__What needs to be done__
Collect every line of the records below that contains the word "shadow" and copy each one out.

(Point annotation records)
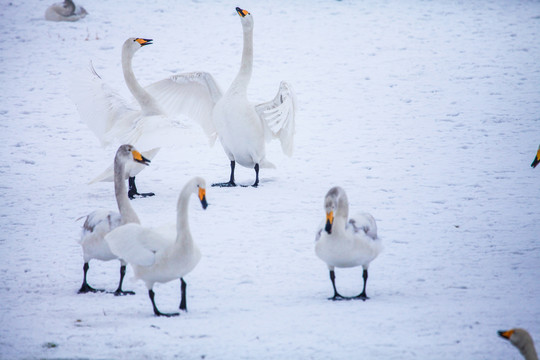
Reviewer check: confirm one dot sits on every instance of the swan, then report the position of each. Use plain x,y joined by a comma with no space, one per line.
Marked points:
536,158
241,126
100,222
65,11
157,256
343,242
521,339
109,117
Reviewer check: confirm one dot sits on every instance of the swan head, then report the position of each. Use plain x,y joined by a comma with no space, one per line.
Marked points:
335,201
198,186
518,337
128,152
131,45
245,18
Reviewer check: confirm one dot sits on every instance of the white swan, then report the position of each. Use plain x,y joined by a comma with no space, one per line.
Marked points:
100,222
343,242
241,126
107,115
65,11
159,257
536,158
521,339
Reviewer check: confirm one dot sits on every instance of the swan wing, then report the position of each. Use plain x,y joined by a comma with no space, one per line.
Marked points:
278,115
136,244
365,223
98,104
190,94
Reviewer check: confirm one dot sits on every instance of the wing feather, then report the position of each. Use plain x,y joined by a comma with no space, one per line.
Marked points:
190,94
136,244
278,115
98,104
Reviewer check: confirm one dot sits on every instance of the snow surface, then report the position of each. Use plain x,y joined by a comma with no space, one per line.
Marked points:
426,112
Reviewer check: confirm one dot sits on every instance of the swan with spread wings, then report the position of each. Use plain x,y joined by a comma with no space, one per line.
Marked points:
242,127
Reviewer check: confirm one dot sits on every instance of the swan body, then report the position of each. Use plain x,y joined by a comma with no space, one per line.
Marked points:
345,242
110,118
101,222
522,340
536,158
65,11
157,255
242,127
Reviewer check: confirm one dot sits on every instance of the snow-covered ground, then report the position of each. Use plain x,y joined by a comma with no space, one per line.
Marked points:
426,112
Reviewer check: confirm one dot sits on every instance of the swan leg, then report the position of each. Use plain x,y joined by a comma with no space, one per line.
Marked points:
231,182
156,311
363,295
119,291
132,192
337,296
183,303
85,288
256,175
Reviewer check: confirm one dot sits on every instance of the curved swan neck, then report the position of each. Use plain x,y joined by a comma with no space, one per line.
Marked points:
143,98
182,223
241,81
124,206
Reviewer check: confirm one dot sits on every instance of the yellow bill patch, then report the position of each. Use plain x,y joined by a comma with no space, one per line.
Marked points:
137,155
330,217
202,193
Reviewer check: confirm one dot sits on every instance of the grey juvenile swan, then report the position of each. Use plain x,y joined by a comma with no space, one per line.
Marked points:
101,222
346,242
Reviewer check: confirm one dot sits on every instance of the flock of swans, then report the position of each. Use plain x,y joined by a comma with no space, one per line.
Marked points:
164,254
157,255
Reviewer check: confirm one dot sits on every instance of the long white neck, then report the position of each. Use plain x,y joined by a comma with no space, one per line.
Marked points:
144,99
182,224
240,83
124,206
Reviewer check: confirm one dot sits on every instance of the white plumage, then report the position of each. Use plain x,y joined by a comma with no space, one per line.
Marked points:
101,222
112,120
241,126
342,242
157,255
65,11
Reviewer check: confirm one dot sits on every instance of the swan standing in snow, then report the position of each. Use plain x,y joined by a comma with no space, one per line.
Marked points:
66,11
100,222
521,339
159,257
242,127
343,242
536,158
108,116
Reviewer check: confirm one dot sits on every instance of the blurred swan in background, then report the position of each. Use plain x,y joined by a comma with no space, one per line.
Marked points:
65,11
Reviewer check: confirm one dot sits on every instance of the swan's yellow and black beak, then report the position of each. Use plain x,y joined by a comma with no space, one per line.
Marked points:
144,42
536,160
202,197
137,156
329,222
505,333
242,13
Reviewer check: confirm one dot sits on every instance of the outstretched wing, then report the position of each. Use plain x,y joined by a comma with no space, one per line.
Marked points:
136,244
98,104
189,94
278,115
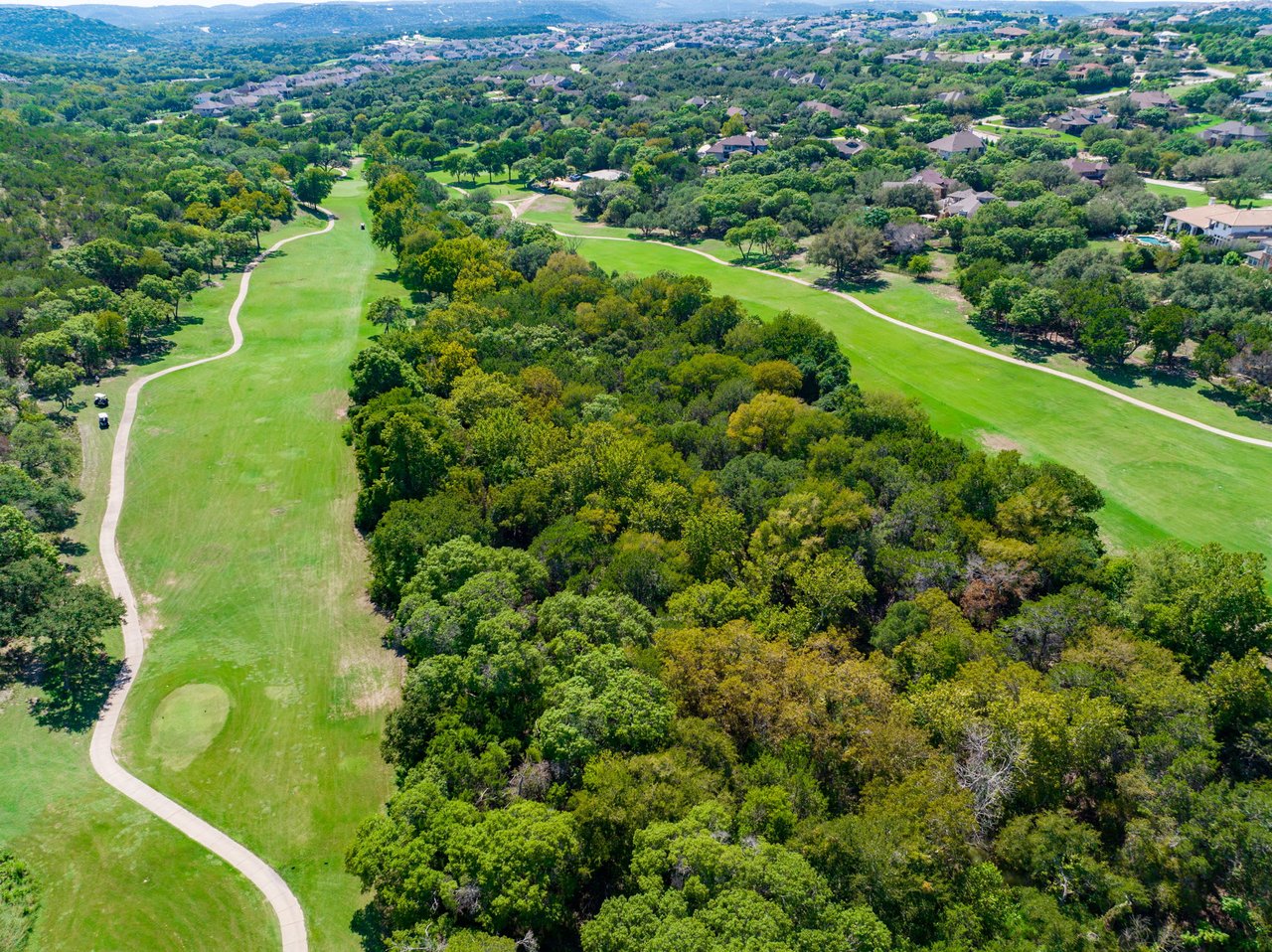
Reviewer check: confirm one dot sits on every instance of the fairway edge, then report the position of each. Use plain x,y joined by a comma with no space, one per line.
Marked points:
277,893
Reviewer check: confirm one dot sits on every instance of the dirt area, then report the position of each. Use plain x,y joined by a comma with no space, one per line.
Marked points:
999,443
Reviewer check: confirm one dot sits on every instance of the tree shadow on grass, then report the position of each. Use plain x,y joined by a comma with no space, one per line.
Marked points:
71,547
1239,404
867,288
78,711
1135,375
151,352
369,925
* * *
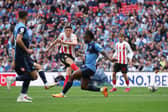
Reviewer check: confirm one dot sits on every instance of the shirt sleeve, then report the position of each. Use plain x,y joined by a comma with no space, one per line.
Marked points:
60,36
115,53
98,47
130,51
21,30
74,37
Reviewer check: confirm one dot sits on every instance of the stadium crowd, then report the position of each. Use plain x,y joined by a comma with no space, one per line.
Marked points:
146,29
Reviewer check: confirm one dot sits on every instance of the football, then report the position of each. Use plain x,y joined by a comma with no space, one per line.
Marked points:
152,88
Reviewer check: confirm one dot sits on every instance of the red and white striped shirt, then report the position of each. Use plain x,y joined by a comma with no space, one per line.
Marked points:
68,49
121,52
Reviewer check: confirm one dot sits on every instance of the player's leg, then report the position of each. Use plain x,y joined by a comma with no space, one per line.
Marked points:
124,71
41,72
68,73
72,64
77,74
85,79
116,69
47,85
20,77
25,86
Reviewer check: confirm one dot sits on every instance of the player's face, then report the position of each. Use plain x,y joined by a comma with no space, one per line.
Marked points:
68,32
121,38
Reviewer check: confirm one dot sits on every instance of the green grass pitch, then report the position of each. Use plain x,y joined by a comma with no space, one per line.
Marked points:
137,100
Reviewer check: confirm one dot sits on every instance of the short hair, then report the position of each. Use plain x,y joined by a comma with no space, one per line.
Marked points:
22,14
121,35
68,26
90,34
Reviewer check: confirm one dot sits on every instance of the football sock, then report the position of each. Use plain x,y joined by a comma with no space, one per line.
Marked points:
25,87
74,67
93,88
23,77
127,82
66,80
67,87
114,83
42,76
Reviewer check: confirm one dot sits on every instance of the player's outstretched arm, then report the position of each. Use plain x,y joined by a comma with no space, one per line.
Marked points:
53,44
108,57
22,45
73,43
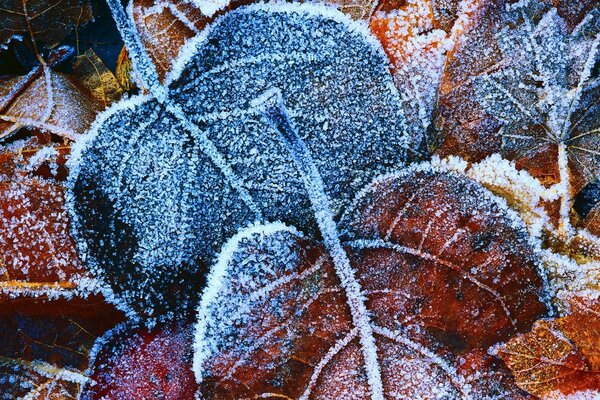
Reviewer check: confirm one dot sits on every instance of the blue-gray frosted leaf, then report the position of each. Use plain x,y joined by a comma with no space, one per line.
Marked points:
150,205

__Task result__
Reviewer check: confirm one dot sits on every instance of the tree shadow on grass, then report the position of each. Use plain x,y joined by a comma with no space, one per line.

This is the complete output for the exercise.